The Genius and the Goddess
Page 21
Marilyn told Lee Strasberg that Miller's diary described "how disappointed he was in me. How he thought I was some kind of angel but now he guessed he was wrong. That his first wife had let him down, but I had done something worse. Olivier was beginning to think I was a troublesome bitch and Arthur no longer had a decent answer to that one."9 She also told Susan Strasberg, more frankly and forcefully, that Miller "was ashamed of me, ashamed to love me. . . . Her problems with Olivier [were] her fault because she was a bitch." Though Miller merely mentioned, and did not exaggerate, her self-destructive faults, her reaction "was horror. You know, a woman wants her husband to bolster her up, not magnify her flaws." In yet another version of this incident, Miller is supposed to have written, "The only one I will ever love is my daughter." Marilyn responded to Miller's diary with five stark words, written on her initialed notepaper and found after her death, "he does not love me."10 She seems to have lost, early on, the feeling of being sheltered in his warmth and tenderness.
Following this crisis, which took place halfway through the shooting, Miller flew to New York, supposedly to visit his sick daughter ("the only one I will ever love"). When Paula also had to return to New York, Marilyn's analyst, Dr. Hohenberg, was flown over to England at great expense to provide psychological help, alleviate Marilyn's depression and reduce her dependence on drugs.
On October 13, when he'd returned to London, Miller wrote Rosten that he and Joshua Logan had seen the first fifty minutes of the "spectacular" movie and had been "bowled over" by it. The picture does have some amusing topical allusions. Olivier, referring to HUAC, accuses his political enemies of "Un-Carpathian Activities." Marilyn's dress strap breaks during her first meeting with Olivier (the Prince Regent) just as it did during their press conference in New York. There are references to her habitual lateness as she dresses for a seductive midnight supper with Olivier. When she enters the ornately furnished Carpathian embassy, she speaks personally and declares, "All I can say is give me vulgarity." As they're about to kiss for the first time, she notices his excessive pomade and punctures his romantic image by observing, "There's a lot of funny stuff in your hair." The Olivier character also hurls a dart at Marilyn by remarking, "We are not dealing with a supervised adult, but with a moody child."

◆ Stored rows
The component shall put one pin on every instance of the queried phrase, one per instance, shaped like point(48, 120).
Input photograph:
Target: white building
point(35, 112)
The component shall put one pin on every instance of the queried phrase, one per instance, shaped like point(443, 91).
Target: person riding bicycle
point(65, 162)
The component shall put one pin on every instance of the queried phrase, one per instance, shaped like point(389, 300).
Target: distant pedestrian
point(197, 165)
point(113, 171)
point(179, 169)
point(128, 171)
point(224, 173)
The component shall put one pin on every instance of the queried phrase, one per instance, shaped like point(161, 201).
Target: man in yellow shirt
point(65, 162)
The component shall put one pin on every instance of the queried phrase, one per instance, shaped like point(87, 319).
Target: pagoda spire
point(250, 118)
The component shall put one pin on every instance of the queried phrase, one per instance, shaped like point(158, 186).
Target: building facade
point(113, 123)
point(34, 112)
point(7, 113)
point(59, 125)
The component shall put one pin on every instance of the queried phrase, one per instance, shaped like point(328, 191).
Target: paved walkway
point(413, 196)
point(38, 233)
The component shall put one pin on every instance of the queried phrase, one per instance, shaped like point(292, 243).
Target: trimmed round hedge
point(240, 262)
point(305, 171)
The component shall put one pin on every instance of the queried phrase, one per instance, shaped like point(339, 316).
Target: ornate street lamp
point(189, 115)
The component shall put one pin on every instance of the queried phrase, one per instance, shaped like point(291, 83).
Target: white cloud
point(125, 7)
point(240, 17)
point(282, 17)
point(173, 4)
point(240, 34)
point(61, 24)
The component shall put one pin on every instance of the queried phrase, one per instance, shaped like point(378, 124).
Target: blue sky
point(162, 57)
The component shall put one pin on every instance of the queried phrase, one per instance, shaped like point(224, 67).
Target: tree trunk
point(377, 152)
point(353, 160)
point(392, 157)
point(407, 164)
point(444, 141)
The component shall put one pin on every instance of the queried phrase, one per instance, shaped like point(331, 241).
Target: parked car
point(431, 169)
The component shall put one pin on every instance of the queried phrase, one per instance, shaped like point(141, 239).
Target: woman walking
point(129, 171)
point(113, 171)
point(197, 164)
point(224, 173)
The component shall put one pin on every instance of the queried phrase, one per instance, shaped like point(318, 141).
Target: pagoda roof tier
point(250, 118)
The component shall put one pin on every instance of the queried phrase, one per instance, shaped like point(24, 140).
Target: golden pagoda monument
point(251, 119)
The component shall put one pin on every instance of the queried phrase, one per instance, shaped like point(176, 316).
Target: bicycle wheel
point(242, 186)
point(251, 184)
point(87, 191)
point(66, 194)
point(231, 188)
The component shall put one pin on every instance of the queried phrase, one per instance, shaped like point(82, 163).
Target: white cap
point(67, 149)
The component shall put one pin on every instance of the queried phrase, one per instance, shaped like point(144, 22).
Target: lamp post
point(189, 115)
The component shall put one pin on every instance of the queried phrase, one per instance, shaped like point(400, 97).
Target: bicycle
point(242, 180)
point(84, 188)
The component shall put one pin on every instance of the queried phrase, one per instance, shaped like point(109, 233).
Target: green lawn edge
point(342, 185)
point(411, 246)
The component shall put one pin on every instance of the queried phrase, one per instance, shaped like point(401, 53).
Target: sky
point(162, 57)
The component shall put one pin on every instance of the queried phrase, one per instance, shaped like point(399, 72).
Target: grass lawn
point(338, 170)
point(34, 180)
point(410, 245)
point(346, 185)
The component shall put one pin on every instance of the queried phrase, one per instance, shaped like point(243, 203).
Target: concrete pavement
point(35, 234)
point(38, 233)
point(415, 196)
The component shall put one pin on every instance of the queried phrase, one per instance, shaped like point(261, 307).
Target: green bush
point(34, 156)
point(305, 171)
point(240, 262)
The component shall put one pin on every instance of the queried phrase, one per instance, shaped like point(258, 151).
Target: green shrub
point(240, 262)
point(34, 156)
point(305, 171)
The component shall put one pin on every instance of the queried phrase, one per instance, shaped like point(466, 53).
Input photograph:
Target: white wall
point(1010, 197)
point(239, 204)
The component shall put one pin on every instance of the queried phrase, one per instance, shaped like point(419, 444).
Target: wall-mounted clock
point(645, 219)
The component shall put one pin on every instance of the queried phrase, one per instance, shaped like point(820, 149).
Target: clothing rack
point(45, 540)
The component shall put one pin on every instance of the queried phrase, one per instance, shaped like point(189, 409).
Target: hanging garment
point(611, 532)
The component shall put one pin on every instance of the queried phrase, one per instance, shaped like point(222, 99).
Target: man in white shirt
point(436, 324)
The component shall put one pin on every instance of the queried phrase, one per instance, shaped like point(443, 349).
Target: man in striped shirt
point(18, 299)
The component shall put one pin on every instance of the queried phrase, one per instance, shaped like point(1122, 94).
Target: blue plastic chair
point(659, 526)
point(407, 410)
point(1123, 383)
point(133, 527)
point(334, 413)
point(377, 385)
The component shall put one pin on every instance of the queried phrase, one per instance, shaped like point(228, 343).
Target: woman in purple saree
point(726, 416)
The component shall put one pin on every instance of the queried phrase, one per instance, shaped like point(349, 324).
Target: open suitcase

◆ Problems and tasks
A) Retype the stretch from "Following this crisis, which" through "dependence on drugs." in the passage about Marilyn and Miller, word for word.
B) Write what comes next in the passage about Marilyn and Miller, picking up right after its final sentence.

◆ Task results
A)
Following this crisis, which took place halfway through the shooting, Miller flew to New York, supposedly to visit his sick daughter ("the only one I will ever love"). When Paula also had to return to New York, Marilyn's analyst, Dr. Hohenberg, was flown over to England at great expense to provide psychological help, alleviate Marilyn's depression and reduce her dependence on drugs.

B)
Miller was whistling in the dark about the movie. The trivial plot concerns Marilyn's conquest of the stiff and formal Olivier (whom she calls "Your Grand Ducal"), who's visiting London in 1911 for the coronation of King George V. The picture retains the verbosity and staginess of the original play, and most of the characters enter and exit through the main set, the salon of the embassy. Marilyn doesn't always look her best, and her chorus-girl song comes out of nowhere. Worst of all, Marilyn and Olivier are more an awkward couple than a sensational match. Olivier is very cold, they have no personal magnetism or emotional spark, and don't seem as though they could ever fall in love with each other. They appear to be acting in two different movies.
In his disputes with Marilyn, the English cast and crew naturally sided with the greatly respected Olivier, and were also quite bitter about her unprofessional behavior. Their anger erupted at the end of the shooting when she set out her parting gifts on a trestle-table: bottles for the gentlemen, identical purses for the ladies. One man disgustedly threw his bottle into a huge rubbish bin and "Immediately one of the ladies followed and threw in her purse. There was a sort of rippling murmur of anger and assent, and then everyone followed suit. Quite soon the bin was literally overflowing with bottles and purses, still wrapped and labelled – 'Thank you from Marilyn Monroe.'"
After seeing the second and final version of the movie, Marilyn (perhaps advised by Miller) sent Jack Warner a very shrewd professional analysis of its faults, and made specific suggestions about how to improve the pace, plot, comedy, editing and music:
It is not the same picture you saw in New York last winter, and I am afraid that as it stands it will not be as successful as the version all of us agreed was so fine. Especially in the first third of the picture the pacing has been slowed and one comic point after another has been flattened out by substituting inferior takes with flatter performances lacking the energy and brightness that you saw in New York. Some of the jump cutting kills the points, as in the fainting scene. The coronation is as long as before if not longer, and the story gets lost in it. American audiences are not as moved by stained-glass windows as the British are, and we threaten them with boredom. I am amazed that so much of the picture has no music at all when the idea was to make a romantic picture. We have shot enough film to make a great movie, if only it will be as in the earlier version. I hope you will make every effort to save our picture.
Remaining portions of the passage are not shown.